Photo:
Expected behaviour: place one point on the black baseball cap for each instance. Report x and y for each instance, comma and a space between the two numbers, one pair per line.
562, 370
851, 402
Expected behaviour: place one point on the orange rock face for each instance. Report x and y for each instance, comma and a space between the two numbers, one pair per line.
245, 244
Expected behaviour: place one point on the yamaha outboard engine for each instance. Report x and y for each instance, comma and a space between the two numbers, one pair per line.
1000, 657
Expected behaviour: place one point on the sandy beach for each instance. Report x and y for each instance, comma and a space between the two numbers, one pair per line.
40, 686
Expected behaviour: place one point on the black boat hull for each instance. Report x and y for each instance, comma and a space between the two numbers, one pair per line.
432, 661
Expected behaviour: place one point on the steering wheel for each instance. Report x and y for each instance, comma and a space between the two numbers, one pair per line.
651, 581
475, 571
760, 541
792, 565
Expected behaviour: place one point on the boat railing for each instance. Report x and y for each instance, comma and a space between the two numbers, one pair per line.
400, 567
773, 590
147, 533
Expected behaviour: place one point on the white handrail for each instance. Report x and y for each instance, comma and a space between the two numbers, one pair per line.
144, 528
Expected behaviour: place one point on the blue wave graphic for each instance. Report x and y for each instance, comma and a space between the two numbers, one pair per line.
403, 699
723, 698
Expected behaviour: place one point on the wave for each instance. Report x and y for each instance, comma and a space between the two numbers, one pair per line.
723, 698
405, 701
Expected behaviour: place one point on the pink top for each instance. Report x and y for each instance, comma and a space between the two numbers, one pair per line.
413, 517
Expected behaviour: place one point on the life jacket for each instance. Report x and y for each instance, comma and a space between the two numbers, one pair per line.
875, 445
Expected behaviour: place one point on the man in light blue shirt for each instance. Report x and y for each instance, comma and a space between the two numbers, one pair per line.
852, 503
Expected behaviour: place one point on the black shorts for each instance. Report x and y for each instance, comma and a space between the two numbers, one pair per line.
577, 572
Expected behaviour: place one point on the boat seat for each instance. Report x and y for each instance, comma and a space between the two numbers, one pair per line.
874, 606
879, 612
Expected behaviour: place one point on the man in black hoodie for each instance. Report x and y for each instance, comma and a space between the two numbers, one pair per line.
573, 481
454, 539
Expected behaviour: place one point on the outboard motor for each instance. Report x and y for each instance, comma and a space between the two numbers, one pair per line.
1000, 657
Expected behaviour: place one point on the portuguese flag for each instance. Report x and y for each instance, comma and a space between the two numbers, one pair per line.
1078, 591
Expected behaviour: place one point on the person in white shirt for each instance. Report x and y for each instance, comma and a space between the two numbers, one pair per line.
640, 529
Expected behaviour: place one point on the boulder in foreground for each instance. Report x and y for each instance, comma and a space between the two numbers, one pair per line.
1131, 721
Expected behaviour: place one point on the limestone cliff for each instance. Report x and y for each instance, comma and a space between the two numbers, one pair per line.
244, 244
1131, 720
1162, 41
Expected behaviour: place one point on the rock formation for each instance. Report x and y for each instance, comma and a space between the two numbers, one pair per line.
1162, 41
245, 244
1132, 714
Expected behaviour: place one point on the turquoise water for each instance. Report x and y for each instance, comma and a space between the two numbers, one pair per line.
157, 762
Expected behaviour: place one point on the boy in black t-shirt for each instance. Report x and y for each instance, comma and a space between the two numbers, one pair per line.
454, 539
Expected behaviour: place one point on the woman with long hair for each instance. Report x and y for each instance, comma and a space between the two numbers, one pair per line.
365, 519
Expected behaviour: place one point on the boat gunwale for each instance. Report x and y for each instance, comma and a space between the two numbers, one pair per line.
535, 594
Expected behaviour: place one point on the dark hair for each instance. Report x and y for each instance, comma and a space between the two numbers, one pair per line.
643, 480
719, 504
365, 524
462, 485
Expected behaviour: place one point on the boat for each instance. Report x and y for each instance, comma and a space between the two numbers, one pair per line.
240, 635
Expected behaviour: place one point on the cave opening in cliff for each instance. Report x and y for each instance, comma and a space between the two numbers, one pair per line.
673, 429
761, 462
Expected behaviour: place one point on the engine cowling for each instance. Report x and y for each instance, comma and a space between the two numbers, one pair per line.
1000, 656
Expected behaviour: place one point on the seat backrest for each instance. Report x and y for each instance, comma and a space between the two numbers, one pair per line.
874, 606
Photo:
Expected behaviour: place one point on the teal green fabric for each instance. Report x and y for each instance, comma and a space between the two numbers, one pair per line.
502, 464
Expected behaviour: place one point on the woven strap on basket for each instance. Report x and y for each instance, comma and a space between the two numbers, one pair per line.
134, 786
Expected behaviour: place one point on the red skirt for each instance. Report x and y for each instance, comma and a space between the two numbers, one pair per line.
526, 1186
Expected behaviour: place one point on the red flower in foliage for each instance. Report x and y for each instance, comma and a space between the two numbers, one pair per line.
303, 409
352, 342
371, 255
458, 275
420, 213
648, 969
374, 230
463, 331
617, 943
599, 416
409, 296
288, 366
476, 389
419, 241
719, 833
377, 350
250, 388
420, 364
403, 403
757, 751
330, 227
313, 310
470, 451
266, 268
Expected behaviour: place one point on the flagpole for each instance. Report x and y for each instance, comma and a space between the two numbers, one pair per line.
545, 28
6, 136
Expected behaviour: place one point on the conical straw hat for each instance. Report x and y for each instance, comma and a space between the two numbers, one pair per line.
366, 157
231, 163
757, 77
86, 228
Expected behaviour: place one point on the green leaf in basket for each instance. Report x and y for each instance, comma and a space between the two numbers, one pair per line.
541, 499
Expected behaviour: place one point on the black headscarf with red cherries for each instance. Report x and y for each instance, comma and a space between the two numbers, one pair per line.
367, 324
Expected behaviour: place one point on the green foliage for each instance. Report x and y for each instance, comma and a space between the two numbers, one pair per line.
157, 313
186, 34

Problem statement:
Take the data above and return it exactly.

Finished exercise:
Photo:
Expected behaviour: place one point on the black baseball cap for each instance. Report x and y for each instance, comma and a space between the two numbers, one pair per line.
562, 370
851, 402
Expected behaviour: place one point on the orange rock face for each instance. Report x and y for each instance, comma and a space between the two numbers, one pair per line.
245, 244
Expected behaviour: place one point on the yamaha outboard engine for each instance. Report x and y for each instance, comma and a space between the two numbers, one pair per line.
1000, 657
Expected behaviour: place one point on the sandy beach for each instance. Report x and y for each instance, comma and a space between the two numbers, one pair per line.
40, 686
Expected behaviour: place one point on the black boat hull for each instance. Report x and y for each instance, comma and a space between the two numbers, one pair per line.
432, 661
Expected behaviour: place one point on the steering wheel for each instance. Report x and y for each instance, comma and a space between the two numbers, one pair per line.
651, 581
475, 571
760, 541
792, 565
Expected behaviour: place one point on the boat railing for each instance. Report x and y for each instance, comma and a space between the two numbers, one pair per line.
400, 567
773, 590
147, 533
Expected behaviour: place one point on the white handrail for each instance. Report x and y for each instance, comma and a space between the two numbers, one pair per line.
144, 528
Expected behaviour: place one point on the blue wave graphic for each instance. Report x and y for each instance, comma and a space between the two numbers, one pair per line.
403, 699
723, 698
Expected behaviour: place one point on the wave for each instance. Report x and y for each instance, comma and a space between the two numbers, one pair per line.
723, 698
405, 701
Expected behaviour: place one point on the pink top for each instance. Report x and y for each instance, comma and a space between the two numbers, one pair per line.
413, 517
Expected behaviour: place one point on the life jacket for each instance. Report x and y for each instance, comma and a space between the two numbers, one pair per line.
875, 445
Expected behaviour: place one point on the man in light blue shirt for each instance. Report x and y for each instance, comma and a space between the two numbers, one pair per line.
852, 503
Expected behaviour: place one point on the black shorts for each instance. Report x and y for each instance, comma and a space between the two numbers, one pair per line.
577, 572
Expected behaviour: place one point on the boat seat for each instance. Report x and y for each instance, comma and a space between the two numbers, one pair per line.
874, 606
879, 612
Expected behaviour: place one point on the man in black hoodie for each instance. Report x and y for each instance, comma and a space between the two numbers, one pair per line.
573, 481
454, 539
Expected behaviour: place one point on the outboard motor for each instance. Report x and y for each instance, comma and a space between the two numbers, one pair per line.
1000, 657
Expected behaviour: place one point on the portuguese flag for each instance. Report x and y for each instance, comma and a space between the two numbers, one pair per line.
1078, 591
Expected behaviour: place one point on the person in white shirt for each instance. Report x and y for each instance, comma and a space between the two numbers, one pair per line.
640, 529
Expected behaviour: place one point on the boulder in foreground for each instance. Report x and y for each instance, comma and a space between the two numbers, one pair per line.
1131, 721
Expected behaviour: place one point on the limestone cliff for each instance. Report x and y for each instance, comma and a space between the two numbers, one pair per line.
244, 244
1131, 720
1162, 41
Expected behaviour: place one point on the rock formation for each instance. Report x and y for each instance, comma and a space between the two numbers, one pair per line.
1162, 41
245, 244
1132, 714
Expected behaviour: place one point on the turquoise water for each instance. Report x and y for each instance, comma and a space between the two numbers, one pair per line.
157, 762
Expected behaviour: place one point on the boy in black t-shirt for each instance. Report x and y for each instance, comma and a space between the two numbers, one pair per line.
454, 539
Expected behaviour: place one point on the woman with long hair for each instance. Report x and y for each instance, comma and a space between the two numbers, one pair per line.
365, 519
Expected behaviour: place one point on the boat gunwale for each instance. Report x and y for each instance, comma and a space between the two numbers, one pair per line.
535, 594
Expected behaviour: place one point on the dark hair for each instance. Report x and y for each instance, comma and a space between the two numbers, one pair per line.
643, 480
719, 504
365, 524
462, 485
Expected behaviour: place one point on the boat for each instance. Report x and y for each instance, comma and a space between the two numbers, one pair per line.
240, 635
Expected behaviour: place one point on the cave opening in cliff for each instance. Report x and y for each instance, comma and a space between the two numbers, one pair per line.
673, 429
761, 462
Expected behaviour: place one point on the engine cowling for each instance. Report x and y for each instance, comma and a space between the two numbers, one pair per line.
1000, 656
Expected behaviour: place one point on the seat backrest for each instance. Report x and y for each instance, comma and a space between the two numbers, one pair per line.
874, 606
Photo:
Expected behaviour: place one point on the teal green fabric for each instance. Report x and y for each instance, comma and a space between the two numbers, one pair per line.
502, 464
Expected behaviour: place one point on the woven strap on basket for each instance. Report x and y for each instance, comma and a space between the two numbers, one pair per line.
134, 786
Expected behaviour: place one point on the red skirt for each instance. Report x and y for each instance, comma and a space between the two numbers, one pair per line.
526, 1186
Expected behaviour: place one point on the red flower in foliage for each instance. Report x and y for each instance, comma and a space between the two numbers, one pair per line.
303, 409
352, 342
371, 255
458, 275
420, 213
648, 969
374, 230
463, 331
617, 943
599, 416
409, 296
288, 366
476, 389
419, 241
719, 833
377, 350
250, 388
420, 364
403, 403
757, 751
330, 227
313, 310
470, 451
266, 268
Expected behaviour: place one point on the flagpole for each instance. Report x and y for each instance, comma and a space between the two numbers, one pair per line.
545, 28
6, 136
Expected behaviour: place one point on the conical straw hat for each instance. Report x and y for each instance, comma and a space between the two numbers, one pair per line.
366, 157
231, 163
757, 77
86, 228
Expected behaviour: place one point on the green leaf in basket for each instance. Report x and y for each instance, comma and a space between the two numbers, one pair per line.
541, 499
Expected behaviour: place one point on the black headscarf with red cherries for each instance. Report x and y for each instance, comma and a space between the two numbers, one pair per line.
367, 324
Expected behaviour: place one point on the green foliage for each instance. Report x and y for each instance, comma and a space between the two numbers, one pair per line.
157, 313
186, 34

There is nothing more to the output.